::: Provided passage :::
The Law will come into force upon expiration of one month from the date of its official promulgation, except for certain provisions that will come into force as of October 1, 2011 (including those on the rate of customs duty and the detention of goods not being the objects of administrative offences or crimes) and as of January 1, 2012.
2. Federal Law on the Ratification of the Treaty on the Consolidated Register of Intellectual Property of the Member States of the Customs Union, dated November 15, 2010, No. 303-FZ, has been promulgated.
The Treaty was signed on May 21, 2010 by the member states of the Eurasian Economic Community (Belarus, Kazakhstan, Russian Federation) (the “EAEC”) for the purpose of implementation of the Treaty on the Customs Code of the Customs Union and to ensure customs regulation in the single customs territory of the CU.
The main task of the Treaty is to ensure legal protection of IP during the movement of goods across the border and performance of other actions with goods being under customs control.
The Law establishes the procedure for keeping the consolidated register of IP. Customs authorities of the CU member states are to interact among themselves and with IP right holders on the basis of the Regulations approved by the resolution of the CU Commission on June 18, 2010.
::: Provided data :::
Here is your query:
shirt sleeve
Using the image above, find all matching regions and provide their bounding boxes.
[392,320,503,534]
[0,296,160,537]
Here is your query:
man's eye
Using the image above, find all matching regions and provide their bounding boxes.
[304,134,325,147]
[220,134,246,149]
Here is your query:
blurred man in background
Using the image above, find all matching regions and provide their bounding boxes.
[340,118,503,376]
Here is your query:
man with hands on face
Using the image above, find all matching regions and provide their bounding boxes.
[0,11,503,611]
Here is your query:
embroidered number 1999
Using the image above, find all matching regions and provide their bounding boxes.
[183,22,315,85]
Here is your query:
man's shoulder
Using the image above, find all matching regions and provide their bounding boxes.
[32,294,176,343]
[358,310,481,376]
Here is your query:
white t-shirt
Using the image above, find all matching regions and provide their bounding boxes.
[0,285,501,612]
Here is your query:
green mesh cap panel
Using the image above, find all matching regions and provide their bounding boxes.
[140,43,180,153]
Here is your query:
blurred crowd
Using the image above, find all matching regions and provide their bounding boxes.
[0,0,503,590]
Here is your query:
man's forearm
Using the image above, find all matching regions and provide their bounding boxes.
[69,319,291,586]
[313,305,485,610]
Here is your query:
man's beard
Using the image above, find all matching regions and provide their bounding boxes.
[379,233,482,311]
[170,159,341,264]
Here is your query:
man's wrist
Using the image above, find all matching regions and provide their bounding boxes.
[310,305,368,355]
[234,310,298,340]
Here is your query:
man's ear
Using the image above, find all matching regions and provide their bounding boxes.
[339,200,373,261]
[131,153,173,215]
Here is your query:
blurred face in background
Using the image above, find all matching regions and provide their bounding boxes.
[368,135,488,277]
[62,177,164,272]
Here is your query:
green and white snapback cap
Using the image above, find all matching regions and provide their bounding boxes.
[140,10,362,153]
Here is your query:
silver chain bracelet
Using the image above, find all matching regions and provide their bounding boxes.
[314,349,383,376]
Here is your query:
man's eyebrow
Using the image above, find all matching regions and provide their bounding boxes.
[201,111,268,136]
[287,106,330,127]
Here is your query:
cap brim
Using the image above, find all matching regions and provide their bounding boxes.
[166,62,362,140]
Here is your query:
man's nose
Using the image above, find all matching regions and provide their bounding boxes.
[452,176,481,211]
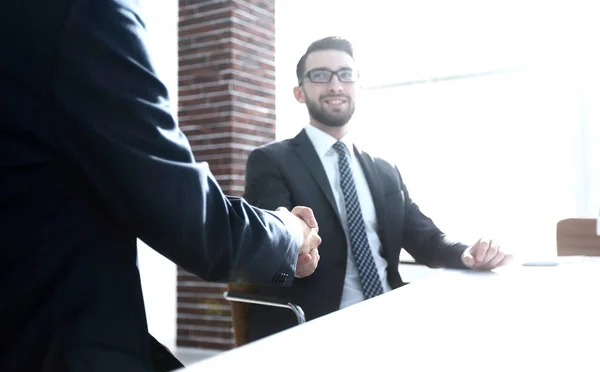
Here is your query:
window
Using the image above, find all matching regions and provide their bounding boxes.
[276,0,600,255]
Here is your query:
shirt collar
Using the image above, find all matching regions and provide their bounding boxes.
[304,124,354,157]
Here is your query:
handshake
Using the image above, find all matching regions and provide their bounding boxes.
[275,207,321,278]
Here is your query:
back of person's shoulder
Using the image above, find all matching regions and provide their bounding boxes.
[359,145,395,170]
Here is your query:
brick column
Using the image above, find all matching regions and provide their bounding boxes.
[177,0,275,349]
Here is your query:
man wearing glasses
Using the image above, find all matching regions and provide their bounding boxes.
[245,37,512,340]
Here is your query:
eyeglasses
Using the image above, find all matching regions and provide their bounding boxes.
[298,68,358,85]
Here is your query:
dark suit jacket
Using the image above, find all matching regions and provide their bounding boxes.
[245,131,467,340]
[0,0,299,372]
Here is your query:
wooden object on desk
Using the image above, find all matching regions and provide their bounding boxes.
[556,218,600,256]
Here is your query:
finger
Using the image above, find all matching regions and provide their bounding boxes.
[461,248,475,267]
[481,240,504,266]
[485,252,506,270]
[472,239,490,266]
[294,253,314,278]
[292,207,319,229]
[497,254,514,267]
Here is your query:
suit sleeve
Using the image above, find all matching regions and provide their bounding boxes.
[54,0,302,285]
[244,148,294,210]
[396,168,468,269]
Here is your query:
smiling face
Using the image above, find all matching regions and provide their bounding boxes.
[294,50,357,127]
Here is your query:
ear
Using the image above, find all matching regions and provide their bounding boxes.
[294,87,306,103]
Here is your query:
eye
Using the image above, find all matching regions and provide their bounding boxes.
[338,70,355,81]
[310,70,331,81]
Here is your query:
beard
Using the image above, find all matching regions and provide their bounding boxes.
[306,95,355,127]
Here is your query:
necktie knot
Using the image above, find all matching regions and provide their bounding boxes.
[332,141,348,156]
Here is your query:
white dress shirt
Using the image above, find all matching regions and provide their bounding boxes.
[305,125,391,309]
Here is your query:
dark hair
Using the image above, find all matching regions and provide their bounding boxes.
[296,36,354,84]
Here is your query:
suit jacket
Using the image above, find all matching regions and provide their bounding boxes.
[0,0,301,372]
[245,130,467,340]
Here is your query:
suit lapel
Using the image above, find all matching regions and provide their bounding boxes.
[354,146,385,238]
[292,130,342,223]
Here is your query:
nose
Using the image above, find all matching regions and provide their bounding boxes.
[328,75,344,94]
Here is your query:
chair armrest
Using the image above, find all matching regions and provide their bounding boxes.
[223,291,306,324]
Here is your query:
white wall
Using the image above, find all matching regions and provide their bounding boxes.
[138,0,179,350]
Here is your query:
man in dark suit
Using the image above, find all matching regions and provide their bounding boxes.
[245,37,511,340]
[0,0,320,372]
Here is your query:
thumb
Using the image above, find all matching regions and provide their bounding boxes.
[461,248,475,267]
[292,207,319,231]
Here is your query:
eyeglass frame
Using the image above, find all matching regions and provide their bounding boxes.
[298,67,360,86]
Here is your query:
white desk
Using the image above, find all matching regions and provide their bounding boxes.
[185,261,600,372]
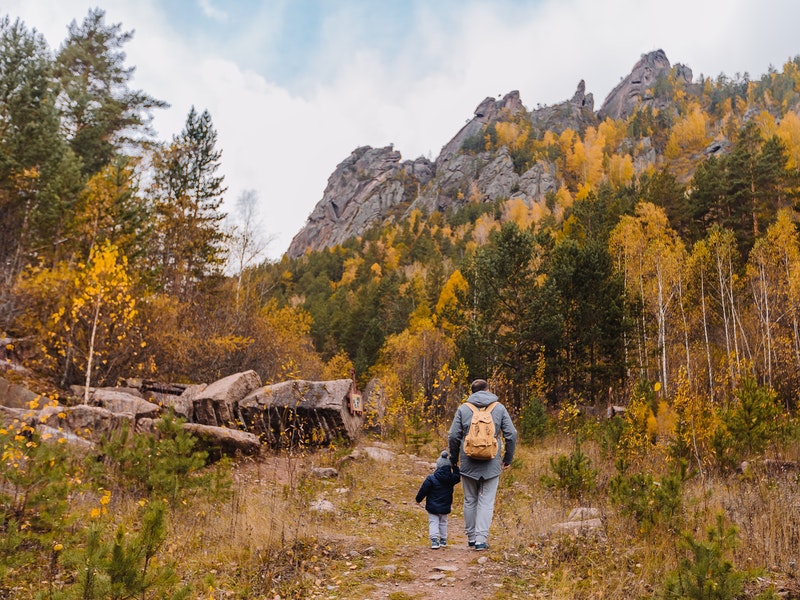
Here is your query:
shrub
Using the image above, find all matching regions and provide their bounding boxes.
[711,377,787,470]
[609,465,685,532]
[542,436,597,500]
[661,515,746,600]
[520,398,550,443]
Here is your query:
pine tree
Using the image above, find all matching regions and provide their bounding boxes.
[55,8,167,175]
[150,107,226,299]
[0,17,80,290]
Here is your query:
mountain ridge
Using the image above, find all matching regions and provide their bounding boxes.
[286,49,684,258]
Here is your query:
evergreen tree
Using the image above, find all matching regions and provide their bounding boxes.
[548,240,625,401]
[0,17,80,289]
[55,8,167,175]
[151,107,226,299]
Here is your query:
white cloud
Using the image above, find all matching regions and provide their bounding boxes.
[197,0,228,21]
[2,0,800,258]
:::
» **Work instructions**
A) According to the passage on customs legislation, on what date was the Treaty on the Consolidated Register of Intellectual Property signed?
B) Print the passage on customs legislation from "The Law will" up to and including "January 1, 2012.".
The data plays no part in this exercise.

» **Solution list**
A) May 21, 2010.

B)
The Law will come into force upon expiration of one month from the date of its official promulgation, except for certain provisions that will come into force as of October 1, 2011 (including those on the rate of customs duty and the detention of goods not being the objects of administrative offences or crimes) and as of January 1, 2012.